**PROBLEM 1**
Return the section of the forum thread about a Kroger turkey sale starting with "Went to kroger" and going on through "price like that.", copied word for word.

───── TEXT EXCERPT

# Kroger alert



## jkc64 (Jan 5, 2013)

Went to kroger today for our weekly shopping and came across a cooler full of turkeys, the sign said all turkeys .49 except breasts. Most of them were kroger brand and they were marked with the discount but there were a fer butterballs there that wern't marked. I asked if they were included in the sale and way told yes the discount would show at the checkout. I bought one 22.04lb for 10.80 and one 20.51lb for 10.05. Can't pass up a price like that.













IMG_20130105_193701_654.jpg



__ jkc64
__ Jan 5, 2013


----------



## mneeley490 (Jan 5, 2013)

Nice price. I love turkey; I'm like the dad in _Christmas Story._

We have a couple chains up here that are owned by Kroger. I guess I'll have to check them out tomorrow.


----------



## michael ark (Jan 5, 2013)

I'm Going in the moring. Thanks for the heads up!

──────────

**PROBLEM 2**
Identify every line of the entries below that contains the string "drawer", matching case exactly.

───── RECORDS FOR THE TASK

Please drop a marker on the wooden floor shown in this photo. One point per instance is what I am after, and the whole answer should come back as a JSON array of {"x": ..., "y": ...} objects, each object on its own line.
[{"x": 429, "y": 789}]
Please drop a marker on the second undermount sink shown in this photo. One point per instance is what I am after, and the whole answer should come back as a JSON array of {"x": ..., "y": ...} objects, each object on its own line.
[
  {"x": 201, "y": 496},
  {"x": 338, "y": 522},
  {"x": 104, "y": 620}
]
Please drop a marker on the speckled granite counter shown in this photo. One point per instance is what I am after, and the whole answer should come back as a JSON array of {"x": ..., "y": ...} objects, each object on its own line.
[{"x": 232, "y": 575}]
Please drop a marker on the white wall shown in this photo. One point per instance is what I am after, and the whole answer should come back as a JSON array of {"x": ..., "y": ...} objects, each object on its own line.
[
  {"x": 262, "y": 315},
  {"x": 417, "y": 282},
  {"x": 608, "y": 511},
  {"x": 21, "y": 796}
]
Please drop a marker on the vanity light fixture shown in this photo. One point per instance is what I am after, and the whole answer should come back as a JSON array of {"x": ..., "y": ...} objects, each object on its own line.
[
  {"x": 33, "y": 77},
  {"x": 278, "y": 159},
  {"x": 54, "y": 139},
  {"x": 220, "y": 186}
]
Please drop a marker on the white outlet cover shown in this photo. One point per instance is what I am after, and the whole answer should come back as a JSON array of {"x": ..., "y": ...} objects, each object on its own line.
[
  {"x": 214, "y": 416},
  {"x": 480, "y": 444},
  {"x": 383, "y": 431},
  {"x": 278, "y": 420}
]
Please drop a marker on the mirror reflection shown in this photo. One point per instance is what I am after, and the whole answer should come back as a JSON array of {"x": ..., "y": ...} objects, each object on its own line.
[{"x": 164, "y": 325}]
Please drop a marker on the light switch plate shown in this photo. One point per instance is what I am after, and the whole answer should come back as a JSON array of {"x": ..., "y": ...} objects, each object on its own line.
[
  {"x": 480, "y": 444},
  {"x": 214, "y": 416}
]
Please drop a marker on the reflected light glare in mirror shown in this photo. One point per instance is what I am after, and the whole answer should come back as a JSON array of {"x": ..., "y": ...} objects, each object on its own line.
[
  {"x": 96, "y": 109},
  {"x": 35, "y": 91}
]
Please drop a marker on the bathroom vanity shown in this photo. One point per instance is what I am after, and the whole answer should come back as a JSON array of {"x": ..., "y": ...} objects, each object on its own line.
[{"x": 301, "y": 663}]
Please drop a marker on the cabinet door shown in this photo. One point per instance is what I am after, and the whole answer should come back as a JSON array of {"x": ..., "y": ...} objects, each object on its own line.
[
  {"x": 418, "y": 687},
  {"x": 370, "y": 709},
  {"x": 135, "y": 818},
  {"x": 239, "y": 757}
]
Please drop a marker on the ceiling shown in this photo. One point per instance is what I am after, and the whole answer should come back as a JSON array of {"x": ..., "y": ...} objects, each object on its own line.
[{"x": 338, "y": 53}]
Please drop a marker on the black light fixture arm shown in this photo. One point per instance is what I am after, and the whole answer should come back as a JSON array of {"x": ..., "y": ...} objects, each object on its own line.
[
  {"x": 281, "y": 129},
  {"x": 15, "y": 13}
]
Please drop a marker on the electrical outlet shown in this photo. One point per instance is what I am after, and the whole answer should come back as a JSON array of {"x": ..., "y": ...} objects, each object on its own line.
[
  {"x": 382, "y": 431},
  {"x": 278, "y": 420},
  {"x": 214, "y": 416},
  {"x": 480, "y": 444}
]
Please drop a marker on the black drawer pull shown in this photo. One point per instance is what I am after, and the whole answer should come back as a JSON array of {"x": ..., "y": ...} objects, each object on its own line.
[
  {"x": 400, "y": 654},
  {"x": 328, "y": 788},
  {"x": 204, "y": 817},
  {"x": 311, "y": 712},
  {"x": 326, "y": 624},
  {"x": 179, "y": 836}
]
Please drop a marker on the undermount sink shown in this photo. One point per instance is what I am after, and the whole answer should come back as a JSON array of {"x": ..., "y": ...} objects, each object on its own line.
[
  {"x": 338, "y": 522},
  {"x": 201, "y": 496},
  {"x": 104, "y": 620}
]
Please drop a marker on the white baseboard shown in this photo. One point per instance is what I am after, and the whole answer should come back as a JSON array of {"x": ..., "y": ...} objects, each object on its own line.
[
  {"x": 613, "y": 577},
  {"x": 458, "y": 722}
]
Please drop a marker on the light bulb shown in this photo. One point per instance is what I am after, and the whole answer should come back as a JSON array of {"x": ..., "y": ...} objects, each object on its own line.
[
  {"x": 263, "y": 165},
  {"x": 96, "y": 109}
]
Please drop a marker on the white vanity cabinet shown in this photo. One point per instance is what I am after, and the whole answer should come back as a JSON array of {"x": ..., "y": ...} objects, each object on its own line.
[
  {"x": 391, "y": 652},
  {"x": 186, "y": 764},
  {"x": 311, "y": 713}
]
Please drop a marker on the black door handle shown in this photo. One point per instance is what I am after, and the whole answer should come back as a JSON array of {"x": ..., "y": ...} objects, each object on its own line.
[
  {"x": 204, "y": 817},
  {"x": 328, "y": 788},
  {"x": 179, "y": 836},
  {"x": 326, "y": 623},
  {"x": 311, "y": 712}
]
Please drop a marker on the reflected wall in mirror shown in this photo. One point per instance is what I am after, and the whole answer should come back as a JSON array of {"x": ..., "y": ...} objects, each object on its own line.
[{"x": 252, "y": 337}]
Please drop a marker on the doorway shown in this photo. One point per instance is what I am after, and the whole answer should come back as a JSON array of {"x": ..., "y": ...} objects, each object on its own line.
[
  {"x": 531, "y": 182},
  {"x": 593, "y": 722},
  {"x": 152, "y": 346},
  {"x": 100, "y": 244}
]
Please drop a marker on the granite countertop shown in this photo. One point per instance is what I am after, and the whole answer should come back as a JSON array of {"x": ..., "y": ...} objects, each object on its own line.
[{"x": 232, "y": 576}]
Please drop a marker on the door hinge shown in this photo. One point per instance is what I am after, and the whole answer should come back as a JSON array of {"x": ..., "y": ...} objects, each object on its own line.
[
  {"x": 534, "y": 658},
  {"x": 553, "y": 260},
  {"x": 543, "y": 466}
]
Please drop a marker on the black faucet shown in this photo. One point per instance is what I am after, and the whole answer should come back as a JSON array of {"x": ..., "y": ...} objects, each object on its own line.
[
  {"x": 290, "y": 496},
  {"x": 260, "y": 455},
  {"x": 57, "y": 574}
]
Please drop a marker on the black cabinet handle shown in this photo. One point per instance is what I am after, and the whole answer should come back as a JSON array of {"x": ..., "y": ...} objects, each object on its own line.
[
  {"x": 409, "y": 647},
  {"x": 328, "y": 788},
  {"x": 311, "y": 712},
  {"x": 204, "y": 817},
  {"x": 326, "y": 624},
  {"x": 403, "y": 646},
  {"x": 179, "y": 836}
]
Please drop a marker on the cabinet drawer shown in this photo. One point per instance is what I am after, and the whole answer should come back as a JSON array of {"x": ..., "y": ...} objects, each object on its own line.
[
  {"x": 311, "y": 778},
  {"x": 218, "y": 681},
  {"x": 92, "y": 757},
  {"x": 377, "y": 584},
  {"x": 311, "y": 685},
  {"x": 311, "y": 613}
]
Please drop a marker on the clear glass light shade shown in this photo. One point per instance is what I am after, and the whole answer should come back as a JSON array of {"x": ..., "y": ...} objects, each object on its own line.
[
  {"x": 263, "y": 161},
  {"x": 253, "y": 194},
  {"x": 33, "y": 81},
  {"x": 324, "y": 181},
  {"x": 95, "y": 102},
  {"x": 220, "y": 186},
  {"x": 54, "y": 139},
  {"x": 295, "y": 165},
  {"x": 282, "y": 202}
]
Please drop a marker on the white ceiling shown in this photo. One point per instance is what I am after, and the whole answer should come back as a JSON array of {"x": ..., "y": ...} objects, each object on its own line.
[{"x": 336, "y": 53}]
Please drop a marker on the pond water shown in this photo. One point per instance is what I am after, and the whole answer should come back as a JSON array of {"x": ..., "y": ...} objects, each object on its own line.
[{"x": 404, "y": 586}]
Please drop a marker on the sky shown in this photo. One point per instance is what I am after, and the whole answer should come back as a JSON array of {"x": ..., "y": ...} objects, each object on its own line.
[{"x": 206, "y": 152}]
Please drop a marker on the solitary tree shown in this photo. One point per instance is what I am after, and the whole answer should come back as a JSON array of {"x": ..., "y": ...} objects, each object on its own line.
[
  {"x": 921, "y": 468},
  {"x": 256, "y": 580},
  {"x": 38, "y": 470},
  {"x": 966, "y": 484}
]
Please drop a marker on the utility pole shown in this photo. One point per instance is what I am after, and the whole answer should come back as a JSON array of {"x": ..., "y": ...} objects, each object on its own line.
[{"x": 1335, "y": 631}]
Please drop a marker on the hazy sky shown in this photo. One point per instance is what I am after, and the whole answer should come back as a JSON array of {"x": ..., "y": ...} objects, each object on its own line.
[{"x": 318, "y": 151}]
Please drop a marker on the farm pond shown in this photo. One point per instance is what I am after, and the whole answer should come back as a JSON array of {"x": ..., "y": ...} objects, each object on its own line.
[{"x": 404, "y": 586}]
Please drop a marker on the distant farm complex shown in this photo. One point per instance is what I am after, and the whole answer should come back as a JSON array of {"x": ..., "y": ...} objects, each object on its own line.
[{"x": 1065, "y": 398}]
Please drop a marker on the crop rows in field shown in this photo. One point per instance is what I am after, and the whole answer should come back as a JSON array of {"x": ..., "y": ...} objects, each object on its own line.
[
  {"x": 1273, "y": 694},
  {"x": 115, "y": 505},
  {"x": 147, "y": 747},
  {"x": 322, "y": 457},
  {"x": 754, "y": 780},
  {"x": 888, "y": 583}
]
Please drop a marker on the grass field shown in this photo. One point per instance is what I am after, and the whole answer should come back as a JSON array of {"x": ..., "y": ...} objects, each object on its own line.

──────────

**OUTPUT 1**
Went to kroger today for our weekly shopping and came across a cooler full of turkeys, the sign said all turkeys .49 except breasts. Most of them were kroger brand and they were marked with the discount but there were a fer butterballs there that wern't marked. I asked if they were included in the sale and way told yes the discount would show at the checkout. I bought one 22.04lb for 10.80 and one 20.51lb for 10.05. Can't pass up a price like that.

**OUTPUT 2**
Please drop a marker on the black drawer pull shown in this photo. One point per instance is what I am after, and the whole answer should come back as a JSON array of {"x": ..., "y": ...} objects, each object on its own line.
Please drop a marker on the cabinet drawer shown in this photo. One point per instance is what I am after, and the whole answer should come back as a JSON array of {"x": ..., "y": ...} objects, each object on its own line.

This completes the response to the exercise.